What you have to do
Reproduce each line of the material precisely.

[Stored items from a collection]
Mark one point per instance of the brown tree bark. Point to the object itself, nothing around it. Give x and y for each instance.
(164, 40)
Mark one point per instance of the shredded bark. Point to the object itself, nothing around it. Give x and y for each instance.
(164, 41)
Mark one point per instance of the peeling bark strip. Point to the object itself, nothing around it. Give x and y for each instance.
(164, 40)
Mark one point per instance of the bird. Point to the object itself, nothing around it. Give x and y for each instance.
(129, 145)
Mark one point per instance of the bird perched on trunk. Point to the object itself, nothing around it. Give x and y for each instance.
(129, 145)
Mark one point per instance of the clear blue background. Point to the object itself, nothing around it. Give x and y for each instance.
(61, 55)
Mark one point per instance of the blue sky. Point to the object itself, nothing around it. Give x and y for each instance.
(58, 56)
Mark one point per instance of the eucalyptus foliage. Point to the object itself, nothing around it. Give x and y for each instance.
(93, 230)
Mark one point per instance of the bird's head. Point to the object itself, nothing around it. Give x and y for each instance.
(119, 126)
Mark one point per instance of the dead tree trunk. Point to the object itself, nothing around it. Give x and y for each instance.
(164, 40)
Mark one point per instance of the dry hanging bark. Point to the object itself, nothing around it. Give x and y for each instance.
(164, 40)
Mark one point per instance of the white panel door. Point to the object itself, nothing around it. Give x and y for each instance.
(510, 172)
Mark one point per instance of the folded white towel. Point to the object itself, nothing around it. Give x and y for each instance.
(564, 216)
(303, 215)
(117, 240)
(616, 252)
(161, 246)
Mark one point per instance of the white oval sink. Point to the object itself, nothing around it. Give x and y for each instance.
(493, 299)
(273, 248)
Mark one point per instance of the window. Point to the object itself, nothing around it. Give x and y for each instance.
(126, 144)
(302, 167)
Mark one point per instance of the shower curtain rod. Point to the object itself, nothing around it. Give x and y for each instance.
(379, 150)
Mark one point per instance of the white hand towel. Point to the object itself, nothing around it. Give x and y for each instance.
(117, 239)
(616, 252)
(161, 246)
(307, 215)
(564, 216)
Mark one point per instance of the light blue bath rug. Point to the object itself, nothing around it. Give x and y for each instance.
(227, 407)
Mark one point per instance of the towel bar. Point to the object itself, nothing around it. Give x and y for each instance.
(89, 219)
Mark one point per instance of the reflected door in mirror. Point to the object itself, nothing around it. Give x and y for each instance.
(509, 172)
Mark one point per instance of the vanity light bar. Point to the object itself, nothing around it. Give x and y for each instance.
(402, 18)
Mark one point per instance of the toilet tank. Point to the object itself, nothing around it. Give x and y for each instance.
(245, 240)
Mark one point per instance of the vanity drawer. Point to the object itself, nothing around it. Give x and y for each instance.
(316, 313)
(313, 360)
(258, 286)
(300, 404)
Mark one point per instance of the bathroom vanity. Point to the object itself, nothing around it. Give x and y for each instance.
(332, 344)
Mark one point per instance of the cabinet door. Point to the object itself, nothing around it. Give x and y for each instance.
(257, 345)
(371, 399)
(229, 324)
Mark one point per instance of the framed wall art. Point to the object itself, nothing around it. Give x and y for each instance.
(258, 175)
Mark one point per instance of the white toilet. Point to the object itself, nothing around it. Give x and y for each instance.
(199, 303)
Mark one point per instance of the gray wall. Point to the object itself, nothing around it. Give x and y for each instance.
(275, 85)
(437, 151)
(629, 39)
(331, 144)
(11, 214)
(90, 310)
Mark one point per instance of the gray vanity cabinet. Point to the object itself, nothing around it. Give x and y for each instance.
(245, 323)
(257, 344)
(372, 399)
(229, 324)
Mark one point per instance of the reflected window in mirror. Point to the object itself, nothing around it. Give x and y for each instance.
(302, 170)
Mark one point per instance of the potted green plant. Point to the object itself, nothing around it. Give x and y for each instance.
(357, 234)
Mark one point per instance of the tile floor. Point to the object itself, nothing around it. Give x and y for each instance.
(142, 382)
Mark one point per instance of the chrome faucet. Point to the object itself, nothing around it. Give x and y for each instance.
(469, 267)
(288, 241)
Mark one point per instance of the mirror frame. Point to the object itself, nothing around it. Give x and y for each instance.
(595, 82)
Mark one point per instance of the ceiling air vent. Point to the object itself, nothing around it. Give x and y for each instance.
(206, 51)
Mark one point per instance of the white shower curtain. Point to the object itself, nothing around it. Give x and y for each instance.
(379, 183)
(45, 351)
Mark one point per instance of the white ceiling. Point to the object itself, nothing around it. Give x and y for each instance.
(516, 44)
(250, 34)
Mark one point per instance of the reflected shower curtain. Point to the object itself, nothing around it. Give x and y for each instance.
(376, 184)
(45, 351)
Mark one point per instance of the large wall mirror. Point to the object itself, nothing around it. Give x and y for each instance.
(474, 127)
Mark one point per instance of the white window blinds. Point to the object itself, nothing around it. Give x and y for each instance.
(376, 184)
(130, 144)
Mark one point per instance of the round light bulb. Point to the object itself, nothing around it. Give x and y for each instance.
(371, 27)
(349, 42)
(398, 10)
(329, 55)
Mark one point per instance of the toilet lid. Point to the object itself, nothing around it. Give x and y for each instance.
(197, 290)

Result of the exercise
Mark one point per instance of the brown tree bark. Point to the object itself, nothing around it. Give x and y for each instance.
(164, 40)
Mark one point per instance of the shredded bark. Point to the object itself, nothing around it. Give x and y for each instance.
(164, 41)
Mark one point per instance of the peeling bark strip. Point to the object itself, nothing around it. Give x and y for each instance.
(164, 40)
Mark one point per instance of the bird. Point to the object itself, nothing around it. Give x and y for each instance.
(129, 145)
Mark one point per instance of the bird perched on trunk. Point to the object itself, nothing around it. Give x and y for each instance.
(129, 145)
Mark one point per instance of the clear blue background. Point to the object itself, nothing around it. Give x and y for each instance.
(61, 55)
Mark one point per instance of the blue sky. Point to the object itself, nothing around it. Give x and y for each instance.
(58, 56)
Mark one point per instance of the eucalyptus foliage. Point to the object itself, nothing around it. Give x and y for each instance.
(93, 230)
Mark one point per instance of the bird's head. Point to the object itself, nothing around it. Give x and y for each instance.
(119, 126)
Mark one point per instance of the dead tree trunk. Point to the object itself, nothing around it. Give x and y for each instance.
(164, 40)
Mark one point per instance of the dry hanging bark. Point to the object itself, nothing around it. Give x and y for each instance.
(164, 40)
Mark one point per instance of the white panel door. Point to the object itself, nothing around it. Give x and y for each instance.
(510, 172)
Mark one point per instance of the folded white towel. Point to the object itself, nothing around it. Give x and y for each instance.
(564, 216)
(303, 215)
(117, 240)
(616, 252)
(161, 246)
Mark one point per instance of the white oval sink. Point to the object itself, nothing around it. Give x and y for each instance.
(493, 299)
(273, 248)
Mark one point per instance of the window. Point to the object itself, nothing around it. Give x and y for each instance.
(126, 144)
(302, 167)
Mark one point per instance of the shower curtain rod. Point to the object itself, nothing around it. Give x and y for each instance.
(379, 150)
Mark one point per instance of the white hand towel. Point to the object itself, nothing around it. Give x and y for each instance.
(117, 239)
(616, 252)
(161, 246)
(307, 215)
(564, 216)
Mark one point per instance of the light blue bath rug. Point to the object itself, nothing around it. Give x and y for each instance.
(227, 407)
Mark one point per instance of the towel bar. Point to the object itself, nothing around it. Give x and y for each instance.
(89, 219)
Mark one point per instance of the reflected door in mirror. Point to the object itself, nothing around it. Give x and y for each instance.
(509, 172)
Mark one point per instance of the vanity light bar. Point to the object itself, nothing around it. Give x and y for each instance.
(402, 18)
Mark one point per instance of the toilet tank. Point to the object itself, nothing around it. Give x and y for each instance.
(245, 240)
Mark one point per instance of the vanity drawer. Point to the object itself, nothing around it. Give x and y for each instance.
(316, 313)
(313, 360)
(258, 286)
(300, 404)
Mark one point per instance of the bathroom vanity. Point to the object itself, nothing around it. Give x and y for each instance.
(332, 344)
Mark one point per instance of the cabinet door. Point to the object itself, nothing around it. Give x and y for each instance.
(257, 345)
(371, 399)
(229, 324)
Mark one point per instance of the framed wall art. Point to the object itself, nothing around it. Give x and y for each instance.
(258, 175)
Mark one point per instance of the white toilet. Point to the object itself, nothing around it. Give x and y for each instance.
(199, 303)
Mark one point per instance of the gray wall. Point to the object itself, nothing around it. Give x and y for each instance.
(275, 85)
(437, 151)
(629, 39)
(331, 144)
(11, 214)
(90, 310)
Mark one point per instance of the gray vanity cabinet. Point to the object itself, nothing around it. Give x and y for each instance.
(245, 323)
(257, 344)
(372, 399)
(229, 324)
Mark one point per instance of the reflected window in mirror. Point to the object itself, nothing around it. Give x and y for each instance.
(302, 170)
Mark one point per instance of the potted green plant. Point to the object itself, nothing around it. Give x and y for each instance.
(357, 234)
Mark one point per instance of the tile floor. Point to the object itself, nothing around it. Give x and y for each instance.
(142, 382)
Mark one point per instance of the chrome faucet. Point to the object itself, nothing around it. Give x and y for each instance.
(469, 267)
(288, 241)
Mark one point per instance of the mirror frame. Point to the object itself, nothing around it. Give x and y for each instance.
(595, 82)
Mark one point per instance of the ceiling air vent. Point to the object itself, nothing around it. Give x and y for each instance.
(206, 51)
Mark one point per instance of the white shower curtain. Point to the object itself, nothing around it. Give x and y for each instance.
(379, 183)
(45, 351)
Mark one point per instance of the white ceiling. Point to the object itself, nothing around it. Give x and y for each instance.
(516, 44)
(250, 34)
Mark one point per instance of the reflected shower curtain. Point to the object itself, nothing around it. Give x and y for each instance.
(376, 184)
(45, 351)
Mark one point per instance of the large wall mirror. Point to the object itself, nothing around it. Give x and y for each instance.
(474, 127)
Mark one point per instance of the white window blinds. Point to the object itself, nothing around it. Give x and y for each instance.
(376, 184)
(130, 144)
Mark one point per instance of the round light bulb. Point to the object itself, nothing around it. Give x and y for each instance.
(371, 27)
(349, 42)
(398, 10)
(329, 55)
Mark one point per instance of the toilet lid. Point to the object itself, nothing around it. Give x and y for each instance.
(197, 290)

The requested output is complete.